═══ Source extract

He seemed unable to relate to people, unable to understand that they come with their own life and all its complex accoutrements. He would seem frustrated and amazed that people had other things to do outside of work hours, that they weren’t available at a moments notice or that they had had different experiences to his own, therefore had different data to that which he possessed.
This was particularly frustrating as I reported to him.
He also had a habit of trying to defuse heated arguments (which happened often in the two weeks I was there) with bizarre token gestures such as leaving a bucket of KFC fried chicken on every staff members desk, without comment or explanation.
The problem with being sonder-less though, apart from a lack of human empathy, is that you limit yourself to purely your own knowledge and experience. If you presume nobody else around you comes equipped with their own vast array of knowledge and experience wholly unique to your own — you cut yourself out of the richness of perspective that they could provide.

══════

Copy the source extract, starting with "He also had" and going on through "they could provide.", and swap "heated arguments" for "tense disagreements".

═══ Provided material

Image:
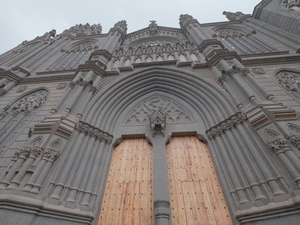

══════

• Solution to the problem:
He also had a habit of trying to defuse tense disagreements (which happened often in the two weeks I was there) with bizarre token gestures such as leaving a bucket of KFC fried chicken on every staff members desk, without comment or explanation.
The problem with being sonder-less though, apart from a lack of human empathy, is that you limit yourself to purely your own knowledge and experience. If you presume nobody else around you comes equipped with their own vast array of knowledge and experience wholly unique to your own — you cut yourself out of the richness of perspective that they could provide.